**TEXTE DE LECTURE**
== == ==

Pulsion de vie contre pulsion de mort

Avec le psychiatre Erich Fromm, je pense que des pulsions biophiles et des pulsions thanatophiles s’affrontent dans chaque individu, dans chaque société.

Il y a des individus plutôt biophiles et d’autres plutôt thanatophiles, ceux-ci véritables délinquants relationnels qu’il est préférable de ne pas rencontrer et qui doivent émarger dans notre cercle d’éviction.

Les personnes à dominante biophile n’aiment pas la guerre, la chasse, la tauromachie, l’exploitation d’autrui et ne placent pas les relations humaines dans un rapport d e domination.

Chacun de nous possède ainsi son degré de biophilie et de thanatophilie.

Quant à la société, elle fluctue entre ces deux pôles contradictoires.

Certains essayistes, à la droite de l’échiquier de la pensée, déplorent l’adoucissement des mœurs, la féminisation de la société, l’abandon de la virilité guerrière d’autrefois, le déclin du patriarcat d’antan, l’affaiblissement des caractères, l’intolérance à la violence de notre temps.

Ces commentateurs réactionnaires regrettent le bon vieux temps des ardeurs belliqueuses, de la suprématie du mâle avec, pour idéal final, le jeune SS aux poings de fer, héros flamboyant, tutoyant la mort glorieuse.

Ils s’affligent de retrouver, en notre temps de « décadence », le cri « viva la muerte », non pas chez le valeureux fasciste de leur race, mais chez l’ennemi djihadiste qui célèbre encore ce culte de la mort qu’énonça clairement Ben Laden : « vous, occidentaux, aimez la vie ; nous aimons la mort ».

A l’inverse de ces penseurs réactionnaires et thanatophiles, je me réjouis de l’évolution de la société vers cette intolérance à l’égard de la violence.

Bien sûr, nos contemporains n’ont pas conscience de ce progrès moral qu’il me plaît de souligner et d’illustrer par une simple constatation.

En 2015, la France fut victime d’attentats islamistes qui firent près de deux cents victimes.

Une seule victime serait une victime de trop, surtout lorsqu’elle s’appelle CABU, Bernard MARIS et autres amis de combat biophiles.

Mais en 1915, deux cents jeunes Français mouraient, en une heure, sous le feu de la guerre civile européenne.

L’opinion publique admettait globalement ce massacre de près de deux millions d’hommes, alors qu’à très juste titre, nous éprouvons une répulsion pour les meurtres perpétrés au nom d’un dieu dont nous sommes nombreux à savoir qu’il n’existe pas.

En un siècle, l’intolérance à la violence a progressé.

Il en est de même des violences domestiques, naguère impunies, aujourd’hui légitimement sanctionnées par des lois récentes et des tribunaux sensibilisés aux agressions contre les enfants et aux abus de faiblesses, tribunaux qui gagneront à être davantage sensibilisés, demain, en faveur des animaux.

== == ==

**MATÉRIEL**
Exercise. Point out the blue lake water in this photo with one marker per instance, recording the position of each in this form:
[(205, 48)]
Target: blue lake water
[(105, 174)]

== == ==

**CONSIGNE 1**
Répondez aux questions suivantes sur le texte consacré à la pulsion de vie et à la pulsion de mort.
(a) À quel psychiatre le texte se réfère-t-il pour affirmer que des pulsions biophiles et thanatophiles s'affrontent en chacun ?
(b) Qu'est-ce que les personnes à dominante biophile n'aiment pas ?
(c) Combien de victimes les attentats islamistes de 2015 ont-ils faites en France ?
**CONSIGNE 2**
Expliquez en une à trois phrases sur quelle constatation le texte consacré à la pulsion de vie et à la pulsion de mort s'appuie pour affirmer qu'en un siècle l'intolérance à la violence a progressé.
**CONSIGNE 3**
Rédigez la suite du texte consacré à la pulsion de vie et à la pulsion de mort, à partir de sa dernière phrase.

**RÉPONSE 1**
(a) Erich Fromm.
(b) La guerre, la chasse, la tauromachie et l'exploitation d'autrui.
(c) Près de deux cents victimes.

**RÉPONSE 2**
En 1915, deux cents jeunes Français mouraient en une heure à la guerre, et l'opinion publique admettait globalement ce massacre de près de deux millions d'hommes. En 2015, les attentats islamistes ont fait près de deux cents victimes, et ces meurtres suscitent aujourd'hui une répulsion. L'écart entre ces deux réactions montre que la violence est moins tolérée qu'autrefois.

**RÉPONSE 3**
Ces conquêtes de la biophilie expliquent la condamnation de la chasse par la majorité de nos contemporains et la diminution du nombre des pratiquants d’un loisir qui n’est nullement «un art de vivre», mais un art de tuer.

Si la notion de « progrès » conserve un sens positif, c’est bien dans cette guérison de la pulsion de mort qu’il faut le trouver.

Est-ce à dire que la vie va l’emporter, que l’humain s’hominise enfin en extirpant de son esprit la pulsion de mort ?

Qu’il suffit d’attendre que le temps fasse son œuvre et remplace les générations ?

Observons que, de nos jours, la thanatophilie revêt une autre forme plus sournoise, plus rusée, moins sanglante, mais terriblement nocive pour le vivant.

Elle tient à un système de valeurs fondé sur l’argent, le commerce, le marché, la spéculation, le productivisme, c’est-à-dire l’exploitation totale du vivant.

Les adeptes du « système » objectent aux réfractaires qu’ils seraient bien en peine de désigner le « maître du système ».

Ils imaginent ainsi faire l’économie du débat de fond, éviter la contestation de la dévastation absolue.

Ils insinuent que toute critique, toute contestation, toute remise en cause est impossible et sans objet. Puisque le système n’a pas de chef, de tête, c’est qu’il n’existe pas.

Or, le « système » existe et provoque sur terre la sixième grande disparition d’espèces et transforme les animaux en marchandises et les hommes en sujets du Marché.

La nature sait, hélas, que le système sévit, bien qu’il n’ait ni comité central, ni dictateur auto-proclamé.

Autrefois, une révolution pouvait renverser un monarque. Un résistant pouvait abattre un tyran.

Impossible de tuer le système par une insurrection ou un attentat.

Car le système libéral possède ses serviteurs sans avoir son maître.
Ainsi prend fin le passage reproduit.